■ **Texte de la page**
++++++++++

Garlo - Photo : Pierre Wetzel

Le vent l’emporte

Depuis quarante ans Garlo vit dans le Bordelais, depuis l’adolescence ses copains l’ont baptisé Garlo, il a gardé ce surnom et en a oublié la signification. Cette rencontre, plus bavarde que prévue, se fait au moment où vient de sortir son album fait en collaboration avec la chanteuse Sainkho de la République de Tuva – sorte de Brigitte Fontaine virtuose du chant diphonique ou chant de gorge – et où son «Vent de guitares 2014» va paraître (en juin). Actualité chargée pour ce plasticien sonore parfois en (douce) colère.

Garlo travaille le plus souvent seul même si ce n’est pas un solitaire. Né au Canada dans la réserve indienne de Wendake, un peu par hasard : «  Mon père travaillait le cuir », il  grandit dans une double culture, sans trop de musique. Ses premiers groupes coexistent avec la fameuse vague des groupes bordelais en « St » (Stilletos, Standards, Strychnine…), dont il ne garde pas un souvenir ému. Il prend alors la basse, parce que c’est le rythme qui l’attire déjà. Ses premiers pas « sérieux » se font avec le groupe catalogué folk, Folle Avoine, qui tourne beaucoup : « Très vite en tournée je me suis rendu compte que je n’avais pas le temps de composer ». Or c’est en studio que s’épanouit Garlo. Il faut que ce qui est en lui sorte coûte que coûte. Il tente malgré tout l’expérience gros label avec deux 45 tours, avec un complice, sous le nom « Joël & Garlo ». Il n’en garde ni frustration, ni plaisir. Mais c’est sans doute de cette période-là que date son goût de l’autonomie, il est en effet le boss de son propre label, BP12, ce qui lui permet de faire ce qu’il veut, quand il veut. Quand on évoque d’illustres « collègues », il ne semble pas feindre l’indifférence, même s’il sent bien quelque part que ce qu’il fait est susceptible de toucher un plus grand nombre. Mi-Christo, mi-Brian Eno donc. Sa colère est à chercher ailleurs.

++++++++++

■ **Exercices à réaliser**
1. Modifiez le passage du portrait de Garlo qui va de « Le vent l’emporte » à « en (douce) colère. » en y remplaçant « album » par « disque », puis donnez-le en entier.
2. Dressez la liste des groupes bordelais en « St » que le portrait de Garlo cite en exemple.

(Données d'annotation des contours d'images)

++++++++++

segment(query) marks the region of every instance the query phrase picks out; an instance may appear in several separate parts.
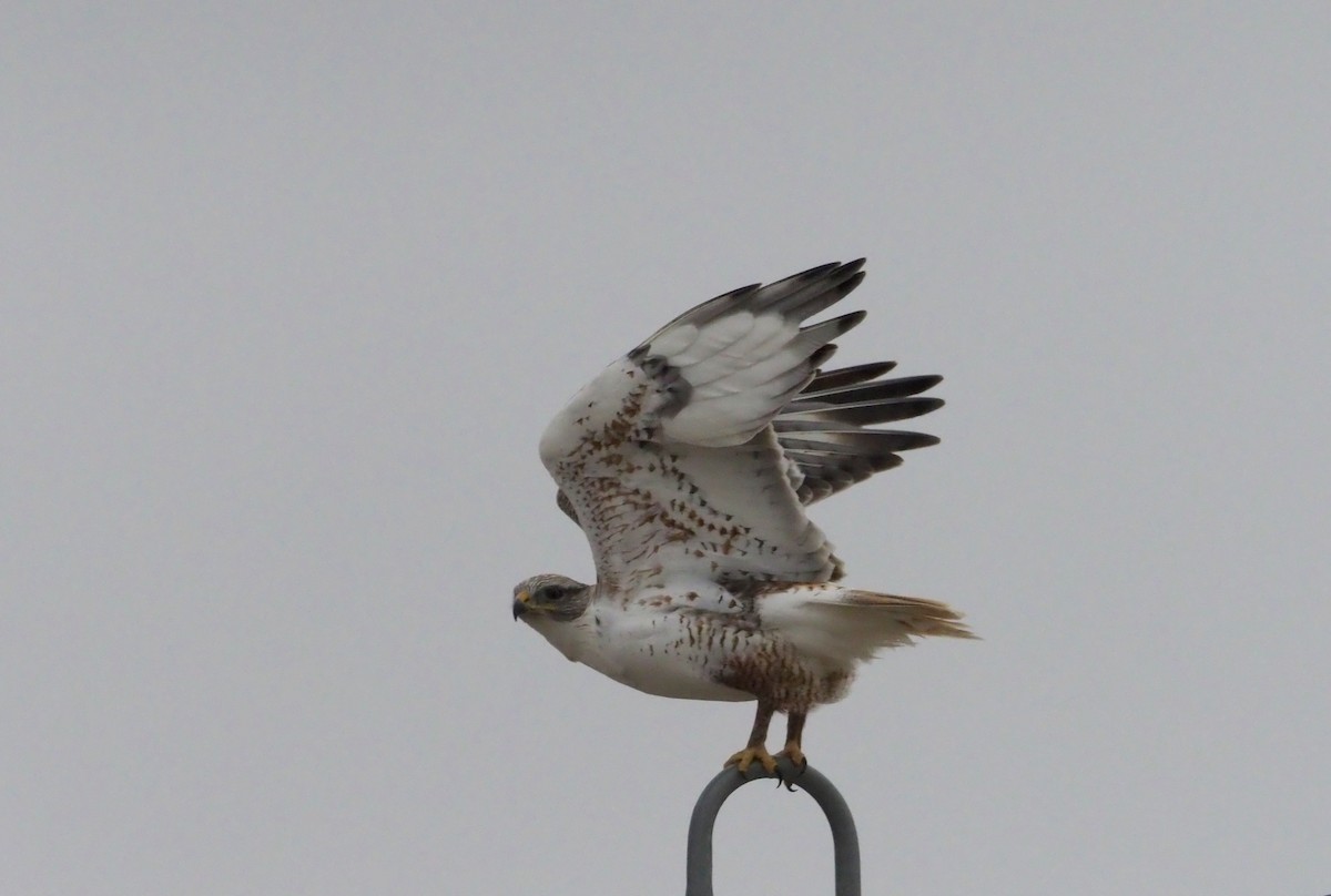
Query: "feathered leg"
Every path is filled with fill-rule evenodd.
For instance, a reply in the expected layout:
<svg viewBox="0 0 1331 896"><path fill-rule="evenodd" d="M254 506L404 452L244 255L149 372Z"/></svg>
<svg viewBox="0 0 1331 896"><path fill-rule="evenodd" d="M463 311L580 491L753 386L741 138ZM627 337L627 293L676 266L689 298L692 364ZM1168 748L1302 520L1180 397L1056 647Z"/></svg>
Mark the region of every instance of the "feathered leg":
<svg viewBox="0 0 1331 896"><path fill-rule="evenodd" d="M727 766L735 766L744 775L756 759L768 774L776 771L776 759L767 751L767 727L772 724L772 714L775 711L771 703L761 699L757 702L757 712L753 716L753 731L749 732L748 746L727 759ZM791 718L793 720L795 716ZM800 719L803 724L804 716L800 716Z"/></svg>
<svg viewBox="0 0 1331 896"><path fill-rule="evenodd" d="M804 738L804 720L808 718L808 712L791 712L785 720L785 750L776 754L777 759L785 756L795 767L804 771L804 767L809 764L809 760L804 758L804 750L800 748L800 740Z"/></svg>

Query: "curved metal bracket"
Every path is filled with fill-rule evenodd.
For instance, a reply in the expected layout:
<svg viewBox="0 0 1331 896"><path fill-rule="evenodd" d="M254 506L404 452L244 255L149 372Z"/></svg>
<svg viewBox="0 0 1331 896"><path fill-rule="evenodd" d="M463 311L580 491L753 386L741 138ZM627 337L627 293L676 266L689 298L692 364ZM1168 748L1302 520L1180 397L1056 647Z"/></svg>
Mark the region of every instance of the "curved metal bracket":
<svg viewBox="0 0 1331 896"><path fill-rule="evenodd" d="M860 837L855 832L855 817L841 792L827 778L805 766L799 771L785 758L775 772L761 766L749 767L748 775L725 768L703 788L688 821L688 864L684 896L713 896L712 893L712 828L716 813L729 795L749 782L777 778L797 784L808 792L828 817L832 828L832 851L836 860L836 896L860 896Z"/></svg>

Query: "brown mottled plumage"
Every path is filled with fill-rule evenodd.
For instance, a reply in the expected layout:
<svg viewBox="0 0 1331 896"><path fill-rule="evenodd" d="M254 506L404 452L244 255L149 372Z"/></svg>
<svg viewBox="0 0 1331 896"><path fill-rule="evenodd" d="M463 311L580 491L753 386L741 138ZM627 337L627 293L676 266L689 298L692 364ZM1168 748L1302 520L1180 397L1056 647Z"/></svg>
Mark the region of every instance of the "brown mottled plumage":
<svg viewBox="0 0 1331 896"><path fill-rule="evenodd" d="M940 377L884 379L892 362L820 371L864 312L801 328L864 278L832 264L704 302L579 391L540 457L559 507L591 543L596 583L538 575L514 616L568 659L648 694L757 700L731 758L803 764L804 718L845 695L858 663L912 636L969 638L942 603L841 586L805 506L901 463L932 435L872 429L942 402Z"/></svg>

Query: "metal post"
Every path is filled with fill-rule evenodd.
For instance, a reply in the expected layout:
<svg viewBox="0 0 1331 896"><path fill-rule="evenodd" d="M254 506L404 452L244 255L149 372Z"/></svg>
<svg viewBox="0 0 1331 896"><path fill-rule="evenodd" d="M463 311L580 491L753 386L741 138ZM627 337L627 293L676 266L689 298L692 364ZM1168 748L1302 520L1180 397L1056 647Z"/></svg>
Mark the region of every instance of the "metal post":
<svg viewBox="0 0 1331 896"><path fill-rule="evenodd" d="M775 772L761 766L749 767L748 775L740 775L733 768L725 768L703 788L693 805L693 816L688 823L688 864L684 896L713 896L712 893L712 828L716 813L731 793L749 782L779 778L817 800L832 828L832 849L836 860L836 896L860 896L860 837L855 832L855 819L851 807L845 804L841 792L827 778L805 766L799 771L788 759L780 759Z"/></svg>

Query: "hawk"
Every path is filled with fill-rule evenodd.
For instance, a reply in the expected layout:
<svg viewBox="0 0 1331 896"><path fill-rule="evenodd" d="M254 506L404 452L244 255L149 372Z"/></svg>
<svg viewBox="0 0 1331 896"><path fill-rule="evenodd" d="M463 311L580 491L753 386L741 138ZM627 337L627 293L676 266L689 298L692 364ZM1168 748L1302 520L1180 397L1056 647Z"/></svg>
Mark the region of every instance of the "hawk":
<svg viewBox="0 0 1331 896"><path fill-rule="evenodd" d="M558 505L591 543L595 584L536 575L512 614L564 656L660 696L757 700L725 763L804 768L813 707L856 667L922 635L972 638L944 603L841 583L805 509L936 445L872 429L942 405L942 377L881 361L821 370L865 312L801 326L864 280L864 260L717 296L574 395L540 439ZM767 751L773 714L785 750Z"/></svg>

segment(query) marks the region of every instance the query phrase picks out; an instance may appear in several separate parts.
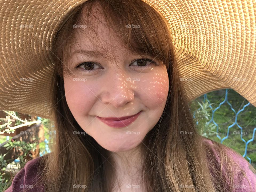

++++++++++

■ **Corrigés complets**
1.
Le vent l’emporte

Depuis quarante ans Garlo vit dans le Bordelais, depuis l’adolescence ses copains l’ont baptisé Garlo, il a gardé ce surnom et en a oublié la signification. Cette rencontre, plus bavarde que prévue, se fait au moment où vient de sortir son disque fait en collaboration avec la chanteuse Sainkho de la République de Tuva – sorte de Brigitte Fontaine virtuose du chant diphonique ou chant de gorge – et où son «Vent de guitares 2014» va paraître (en juin). Actualité chargée pour ce plasticien sonore parfois en (douce) colère.

2. Stilletos, Standards, Strychnine